Start Data entries

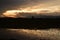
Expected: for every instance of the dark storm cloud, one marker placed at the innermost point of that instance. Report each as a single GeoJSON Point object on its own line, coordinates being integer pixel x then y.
{"type": "Point", "coordinates": [13, 4]}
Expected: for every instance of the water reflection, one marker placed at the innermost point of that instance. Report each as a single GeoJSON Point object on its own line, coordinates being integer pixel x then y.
{"type": "Point", "coordinates": [26, 34]}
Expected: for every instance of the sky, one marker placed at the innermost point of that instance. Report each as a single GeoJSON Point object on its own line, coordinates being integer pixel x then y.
{"type": "Point", "coordinates": [6, 5]}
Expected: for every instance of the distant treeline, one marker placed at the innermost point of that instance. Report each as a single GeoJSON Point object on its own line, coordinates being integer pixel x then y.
{"type": "Point", "coordinates": [30, 23]}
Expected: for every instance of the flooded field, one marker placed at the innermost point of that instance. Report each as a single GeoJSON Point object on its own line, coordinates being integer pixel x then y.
{"type": "Point", "coordinates": [27, 34]}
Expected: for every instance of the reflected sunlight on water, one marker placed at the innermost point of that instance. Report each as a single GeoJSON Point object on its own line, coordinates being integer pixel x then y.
{"type": "Point", "coordinates": [50, 34]}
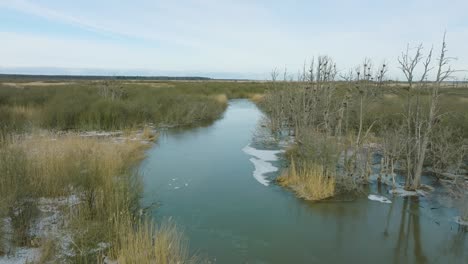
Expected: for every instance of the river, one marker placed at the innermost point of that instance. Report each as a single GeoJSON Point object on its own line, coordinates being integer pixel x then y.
{"type": "Point", "coordinates": [212, 182]}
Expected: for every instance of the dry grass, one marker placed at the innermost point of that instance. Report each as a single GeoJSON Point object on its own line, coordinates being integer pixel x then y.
{"type": "Point", "coordinates": [256, 97]}
{"type": "Point", "coordinates": [149, 134]}
{"type": "Point", "coordinates": [148, 243]}
{"type": "Point", "coordinates": [221, 98]}
{"type": "Point", "coordinates": [310, 182]}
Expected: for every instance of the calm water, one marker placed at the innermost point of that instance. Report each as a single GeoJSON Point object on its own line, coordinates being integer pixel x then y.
{"type": "Point", "coordinates": [204, 180]}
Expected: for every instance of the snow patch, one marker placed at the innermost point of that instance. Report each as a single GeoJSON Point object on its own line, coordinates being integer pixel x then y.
{"type": "Point", "coordinates": [261, 162]}
{"type": "Point", "coordinates": [261, 168]}
{"type": "Point", "coordinates": [266, 155]}
{"type": "Point", "coordinates": [460, 221]}
{"type": "Point", "coordinates": [399, 191]}
{"type": "Point", "coordinates": [378, 198]}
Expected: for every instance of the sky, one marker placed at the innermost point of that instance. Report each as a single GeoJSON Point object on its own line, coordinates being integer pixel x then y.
{"type": "Point", "coordinates": [221, 39]}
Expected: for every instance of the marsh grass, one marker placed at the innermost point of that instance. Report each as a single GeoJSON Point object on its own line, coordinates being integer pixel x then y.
{"type": "Point", "coordinates": [102, 173]}
{"type": "Point", "coordinates": [83, 105]}
{"type": "Point", "coordinates": [150, 243]}
{"type": "Point", "coordinates": [309, 181]}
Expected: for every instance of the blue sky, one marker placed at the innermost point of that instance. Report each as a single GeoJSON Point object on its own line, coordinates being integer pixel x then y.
{"type": "Point", "coordinates": [231, 39]}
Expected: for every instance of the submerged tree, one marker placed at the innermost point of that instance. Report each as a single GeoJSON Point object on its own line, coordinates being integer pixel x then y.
{"type": "Point", "coordinates": [421, 117]}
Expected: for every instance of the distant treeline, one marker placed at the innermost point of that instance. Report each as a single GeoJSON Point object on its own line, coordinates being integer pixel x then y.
{"type": "Point", "coordinates": [26, 77]}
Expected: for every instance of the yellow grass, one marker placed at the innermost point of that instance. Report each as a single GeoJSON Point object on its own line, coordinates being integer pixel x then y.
{"type": "Point", "coordinates": [150, 244]}
{"type": "Point", "coordinates": [309, 182]}
{"type": "Point", "coordinates": [256, 98]}
{"type": "Point", "coordinates": [221, 98]}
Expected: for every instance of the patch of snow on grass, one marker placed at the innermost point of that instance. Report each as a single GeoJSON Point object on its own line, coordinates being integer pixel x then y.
{"type": "Point", "coordinates": [378, 198]}
{"type": "Point", "coordinates": [22, 255]}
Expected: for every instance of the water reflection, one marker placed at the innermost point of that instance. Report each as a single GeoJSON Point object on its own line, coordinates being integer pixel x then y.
{"type": "Point", "coordinates": [409, 227]}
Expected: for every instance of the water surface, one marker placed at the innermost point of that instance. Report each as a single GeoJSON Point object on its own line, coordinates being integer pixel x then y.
{"type": "Point", "coordinates": [204, 180]}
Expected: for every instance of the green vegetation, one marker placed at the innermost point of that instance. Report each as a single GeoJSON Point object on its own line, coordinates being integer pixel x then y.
{"type": "Point", "coordinates": [114, 105]}
{"type": "Point", "coordinates": [91, 183]}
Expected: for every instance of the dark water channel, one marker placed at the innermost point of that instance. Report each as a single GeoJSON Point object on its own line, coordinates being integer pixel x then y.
{"type": "Point", "coordinates": [204, 179]}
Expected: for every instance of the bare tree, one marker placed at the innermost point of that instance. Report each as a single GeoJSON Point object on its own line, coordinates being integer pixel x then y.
{"type": "Point", "coordinates": [421, 119]}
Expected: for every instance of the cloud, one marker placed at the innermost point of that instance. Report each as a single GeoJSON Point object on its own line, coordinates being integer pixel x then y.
{"type": "Point", "coordinates": [229, 36]}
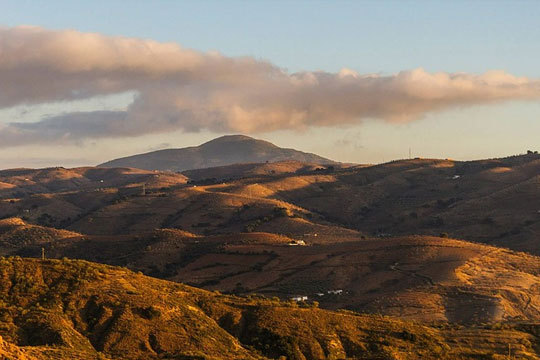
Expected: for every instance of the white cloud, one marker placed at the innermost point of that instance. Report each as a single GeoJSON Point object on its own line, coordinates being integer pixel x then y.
{"type": "Point", "coordinates": [182, 89]}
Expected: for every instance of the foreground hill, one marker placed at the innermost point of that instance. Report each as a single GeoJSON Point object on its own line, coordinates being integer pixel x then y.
{"type": "Point", "coordinates": [222, 151]}
{"type": "Point", "coordinates": [418, 278]}
{"type": "Point", "coordinates": [60, 309]}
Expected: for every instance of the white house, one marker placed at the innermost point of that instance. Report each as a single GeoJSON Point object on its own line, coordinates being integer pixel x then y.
{"type": "Point", "coordinates": [335, 292]}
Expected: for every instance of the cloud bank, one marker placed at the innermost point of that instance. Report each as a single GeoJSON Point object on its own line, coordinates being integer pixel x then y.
{"type": "Point", "coordinates": [183, 89]}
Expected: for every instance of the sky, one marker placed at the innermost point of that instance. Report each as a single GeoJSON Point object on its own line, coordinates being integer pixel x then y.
{"type": "Point", "coordinates": [84, 82]}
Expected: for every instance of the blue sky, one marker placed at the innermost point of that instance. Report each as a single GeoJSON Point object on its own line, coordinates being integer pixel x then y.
{"type": "Point", "coordinates": [370, 37]}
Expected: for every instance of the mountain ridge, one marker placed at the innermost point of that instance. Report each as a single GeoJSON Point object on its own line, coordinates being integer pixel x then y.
{"type": "Point", "coordinates": [224, 150]}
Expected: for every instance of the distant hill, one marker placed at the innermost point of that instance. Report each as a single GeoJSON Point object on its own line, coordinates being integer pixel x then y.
{"type": "Point", "coordinates": [68, 309]}
{"type": "Point", "coordinates": [225, 150]}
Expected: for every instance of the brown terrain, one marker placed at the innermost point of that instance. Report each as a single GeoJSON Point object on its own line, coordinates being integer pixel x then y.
{"type": "Point", "coordinates": [451, 245]}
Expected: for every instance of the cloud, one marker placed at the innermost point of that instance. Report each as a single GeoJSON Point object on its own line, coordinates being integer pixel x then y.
{"type": "Point", "coordinates": [183, 89]}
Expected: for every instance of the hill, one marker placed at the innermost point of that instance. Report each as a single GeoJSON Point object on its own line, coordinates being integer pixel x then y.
{"type": "Point", "coordinates": [60, 309]}
{"type": "Point", "coordinates": [488, 201]}
{"type": "Point", "coordinates": [225, 150]}
{"type": "Point", "coordinates": [419, 278]}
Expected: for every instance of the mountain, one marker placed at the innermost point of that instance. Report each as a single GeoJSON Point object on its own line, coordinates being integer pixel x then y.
{"type": "Point", "coordinates": [225, 150]}
{"type": "Point", "coordinates": [69, 309]}
{"type": "Point", "coordinates": [417, 277]}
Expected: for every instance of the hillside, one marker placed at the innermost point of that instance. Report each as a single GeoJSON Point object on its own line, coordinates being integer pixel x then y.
{"type": "Point", "coordinates": [225, 150]}
{"type": "Point", "coordinates": [489, 201]}
{"type": "Point", "coordinates": [19, 183]}
{"type": "Point", "coordinates": [59, 309]}
{"type": "Point", "coordinates": [417, 278]}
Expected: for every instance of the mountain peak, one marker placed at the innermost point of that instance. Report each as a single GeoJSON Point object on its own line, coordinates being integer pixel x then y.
{"type": "Point", "coordinates": [222, 151]}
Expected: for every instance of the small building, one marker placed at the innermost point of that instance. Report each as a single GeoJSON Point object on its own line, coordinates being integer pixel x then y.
{"type": "Point", "coordinates": [335, 292]}
{"type": "Point", "coordinates": [297, 243]}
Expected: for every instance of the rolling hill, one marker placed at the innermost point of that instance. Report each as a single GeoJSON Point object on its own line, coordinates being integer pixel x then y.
{"type": "Point", "coordinates": [225, 150]}
{"type": "Point", "coordinates": [417, 278]}
{"type": "Point", "coordinates": [60, 309]}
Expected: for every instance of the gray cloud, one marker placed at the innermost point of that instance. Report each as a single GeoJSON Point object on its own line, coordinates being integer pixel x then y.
{"type": "Point", "coordinates": [182, 89]}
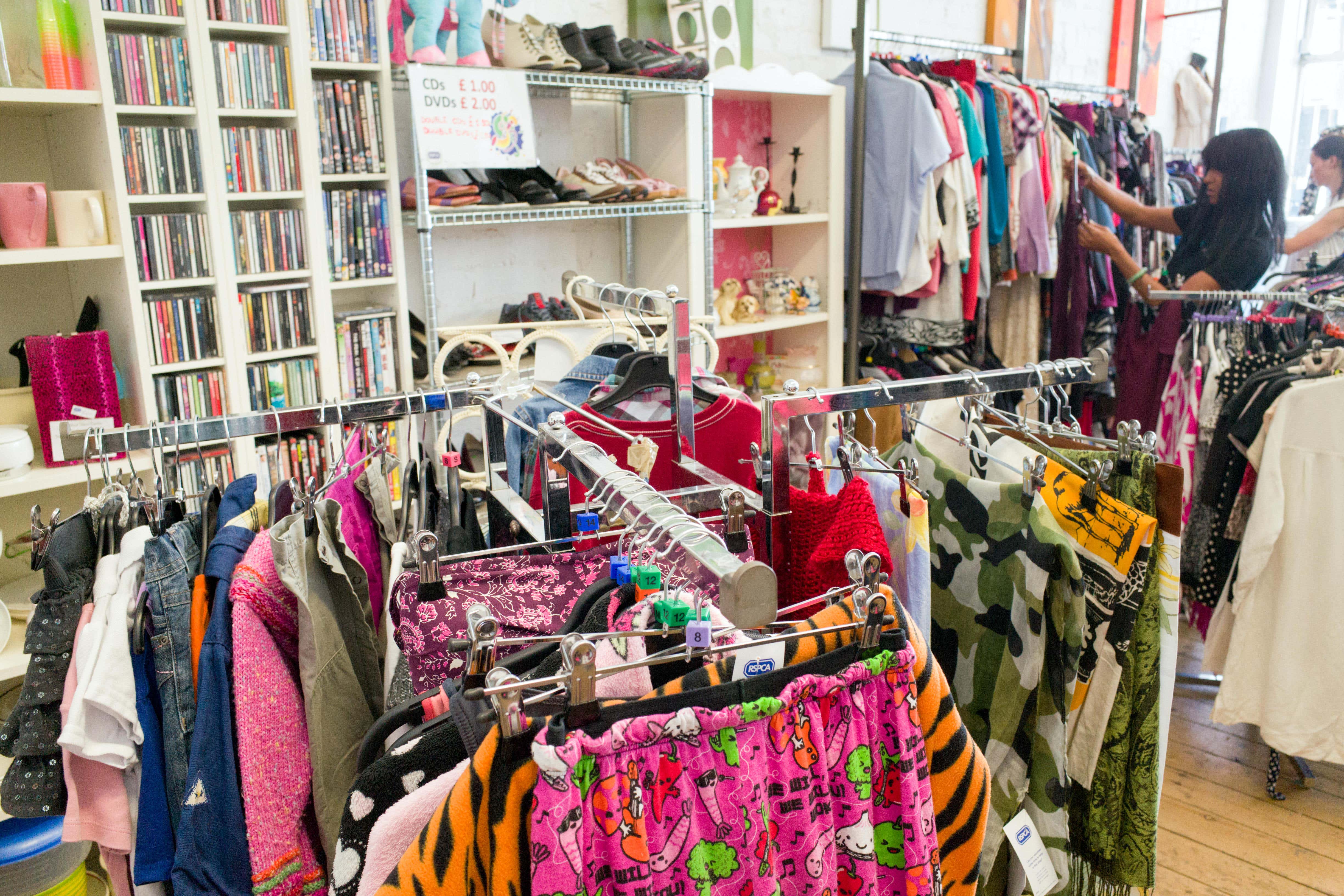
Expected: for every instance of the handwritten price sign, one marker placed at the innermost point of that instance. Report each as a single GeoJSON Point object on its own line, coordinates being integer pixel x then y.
{"type": "Point", "coordinates": [470, 117]}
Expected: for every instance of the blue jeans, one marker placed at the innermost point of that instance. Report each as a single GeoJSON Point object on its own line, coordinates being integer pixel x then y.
{"type": "Point", "coordinates": [575, 389]}
{"type": "Point", "coordinates": [171, 563]}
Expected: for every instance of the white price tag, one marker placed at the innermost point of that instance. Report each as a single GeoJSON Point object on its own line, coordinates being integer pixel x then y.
{"type": "Point", "coordinates": [77, 426]}
{"type": "Point", "coordinates": [758, 660]}
{"type": "Point", "coordinates": [1029, 850]}
{"type": "Point", "coordinates": [468, 117]}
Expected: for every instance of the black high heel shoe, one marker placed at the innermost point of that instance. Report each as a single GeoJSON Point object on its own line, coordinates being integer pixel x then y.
{"type": "Point", "coordinates": [548, 181]}
{"type": "Point", "coordinates": [525, 184]}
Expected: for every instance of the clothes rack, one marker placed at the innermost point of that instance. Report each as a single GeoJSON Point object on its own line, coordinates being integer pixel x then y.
{"type": "Point", "coordinates": [1079, 88]}
{"type": "Point", "coordinates": [783, 413]}
{"type": "Point", "coordinates": [863, 37]}
{"type": "Point", "coordinates": [1228, 296]}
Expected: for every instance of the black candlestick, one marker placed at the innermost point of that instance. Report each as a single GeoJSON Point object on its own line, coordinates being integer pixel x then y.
{"type": "Point", "coordinates": [792, 209]}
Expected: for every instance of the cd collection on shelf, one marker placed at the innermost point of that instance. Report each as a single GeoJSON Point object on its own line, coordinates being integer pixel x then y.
{"type": "Point", "coordinates": [252, 76]}
{"type": "Point", "coordinates": [296, 457]}
{"type": "Point", "coordinates": [195, 472]}
{"type": "Point", "coordinates": [358, 238]}
{"type": "Point", "coordinates": [144, 7]}
{"type": "Point", "coordinates": [291, 383]}
{"type": "Point", "coordinates": [343, 30]}
{"type": "Point", "coordinates": [161, 160]}
{"type": "Point", "coordinates": [278, 316]}
{"type": "Point", "coordinates": [265, 13]}
{"type": "Point", "coordinates": [366, 354]}
{"type": "Point", "coordinates": [183, 397]}
{"type": "Point", "coordinates": [260, 159]}
{"type": "Point", "coordinates": [171, 246]}
{"type": "Point", "coordinates": [269, 241]}
{"type": "Point", "coordinates": [350, 127]}
{"type": "Point", "coordinates": [182, 327]}
{"type": "Point", "coordinates": [149, 70]}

End Data entries

Written request: Copy the material verbatim, from the line containing "Expected: for every instance of the black high" up to and including the last line of the material.

Complete output:
Expected: for every instance of the black high heel shoe, one marker placed at the innermost point of that instance. Report each as a single GeoJSON Point object on its own line, coordinates being integer pixel x then y.
{"type": "Point", "coordinates": [548, 181]}
{"type": "Point", "coordinates": [525, 184]}
Expected: for every instance of the clothes rack, one marker placed at the innermost point of that instance. Report each as a single GeoJSON Point object on its own line, coordinates being integer pixel x then y.
{"type": "Point", "coordinates": [1079, 88]}
{"type": "Point", "coordinates": [783, 413]}
{"type": "Point", "coordinates": [863, 37]}
{"type": "Point", "coordinates": [1228, 296]}
Expected: for every instance of the black candlestick, one marker placed at the innermost point of that instance. Report each as a single GeoJSON Point object on its own line, coordinates being integer pixel x then y.
{"type": "Point", "coordinates": [792, 209]}
Expected: for every instance of the cd collection on shelf, one marker placed at the innermost point of that instance. Report each as a single GeoJSON Point object on its own line, coordinates being integer pixel x then y.
{"type": "Point", "coordinates": [252, 76]}
{"type": "Point", "coordinates": [296, 457]}
{"type": "Point", "coordinates": [195, 472]}
{"type": "Point", "coordinates": [358, 238]}
{"type": "Point", "coordinates": [144, 7]}
{"type": "Point", "coordinates": [291, 383]}
{"type": "Point", "coordinates": [343, 30]}
{"type": "Point", "coordinates": [161, 160]}
{"type": "Point", "coordinates": [278, 316]}
{"type": "Point", "coordinates": [265, 13]}
{"type": "Point", "coordinates": [366, 354]}
{"type": "Point", "coordinates": [183, 397]}
{"type": "Point", "coordinates": [260, 159]}
{"type": "Point", "coordinates": [171, 246]}
{"type": "Point", "coordinates": [269, 241]}
{"type": "Point", "coordinates": [350, 127]}
{"type": "Point", "coordinates": [182, 327]}
{"type": "Point", "coordinates": [149, 70]}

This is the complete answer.